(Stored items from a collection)
· · · · ·

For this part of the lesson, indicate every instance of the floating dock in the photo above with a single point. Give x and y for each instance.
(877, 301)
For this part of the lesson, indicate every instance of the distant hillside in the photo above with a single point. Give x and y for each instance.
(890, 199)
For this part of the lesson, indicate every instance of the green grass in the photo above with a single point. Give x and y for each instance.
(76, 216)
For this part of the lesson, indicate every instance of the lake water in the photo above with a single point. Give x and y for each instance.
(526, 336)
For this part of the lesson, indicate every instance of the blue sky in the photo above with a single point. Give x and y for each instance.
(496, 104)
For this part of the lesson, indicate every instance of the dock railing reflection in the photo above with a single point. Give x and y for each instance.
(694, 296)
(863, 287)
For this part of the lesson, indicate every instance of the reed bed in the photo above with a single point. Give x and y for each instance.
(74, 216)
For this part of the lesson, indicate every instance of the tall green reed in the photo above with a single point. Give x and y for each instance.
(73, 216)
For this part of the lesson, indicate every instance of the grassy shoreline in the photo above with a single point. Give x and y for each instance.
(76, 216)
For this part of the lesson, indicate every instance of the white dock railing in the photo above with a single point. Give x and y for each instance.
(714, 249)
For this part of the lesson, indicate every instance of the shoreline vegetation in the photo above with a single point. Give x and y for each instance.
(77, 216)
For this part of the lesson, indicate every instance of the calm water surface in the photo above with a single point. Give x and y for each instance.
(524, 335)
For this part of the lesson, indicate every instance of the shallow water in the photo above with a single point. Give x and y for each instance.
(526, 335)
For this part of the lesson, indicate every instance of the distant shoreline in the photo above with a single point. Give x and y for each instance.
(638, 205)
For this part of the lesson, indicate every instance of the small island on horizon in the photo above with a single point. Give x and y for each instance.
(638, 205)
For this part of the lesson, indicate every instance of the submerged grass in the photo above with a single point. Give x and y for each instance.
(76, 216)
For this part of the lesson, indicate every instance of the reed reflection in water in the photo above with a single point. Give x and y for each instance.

· · · · ·

**TASK DESCRIPTION**
You are asked to transcribe the complete data exactly.

**SOLUTION**
For this part of the lesson, indicate every instance of the floating dock in the photo above with a single point. Give x and y for each instance.
(877, 301)
For this part of the lesson, indicate every instance of the distant hillside in the photo above with a single point. Give x and y for each instance.
(890, 199)
For this part of the lesson, indicate every instance of the green grass in the photo above with a single point. Give x and y for each instance.
(76, 216)
For this part of the lesson, indicate every instance of the lake water in the photo above with a single point. Give x and y for each instance.
(526, 336)
For this part of the lesson, indicate every instance of the blue sky in the photo above with a single point. Give x and y for each instance.
(496, 104)
For this part of the lesson, indicate every instance of the dock railing reflection in the photo above with a single point. Give x and y for each instance.
(694, 296)
(863, 287)
For this part of the lesson, indicate every instance of the reed bed in the photo above with a single point. Give x and y for each instance.
(74, 216)
For this part of the lesson, indicate every instance of the tall green reed in the photo above with a single point. Give x and y for each instance.
(73, 216)
For this part of the lesson, indicate every instance of the grassy shoreline in the photo above with a single point. Give x and y for each instance.
(76, 216)
For this part of the lesson, indicate every instance of the white dock railing in the photo above with a single point. Give x and y for each instance.
(714, 249)
For this part of the lesson, indicate every instance of the shoreline vegetation in the photo above with a single point. Give x and y for each instance.
(77, 216)
For this part of the lesson, indicate every instance of the calm water surface in the photo above with a single point. Give x and y for each instance.
(524, 335)
For this part of the lesson, indicate every instance of the shallow water in the photo above with a single point. Give x and y for each instance.
(526, 335)
For this part of the lesson, indicate every instance of the distant shoreline in the photo above with a single point. Give x and y for each instance.
(638, 205)
For this part of the lesson, indicate every instance of the small island on horizon in the photo above with a single point. Give x and y for each instance.
(638, 205)
For this part of the lesson, indicate every instance of the submerged grass in the photo above with a single point. Give x and y for each instance.
(76, 216)
For this part of the lesson, indicate every instance of the reed reflection in water in the photo above with a single point. Give x and y for each instance.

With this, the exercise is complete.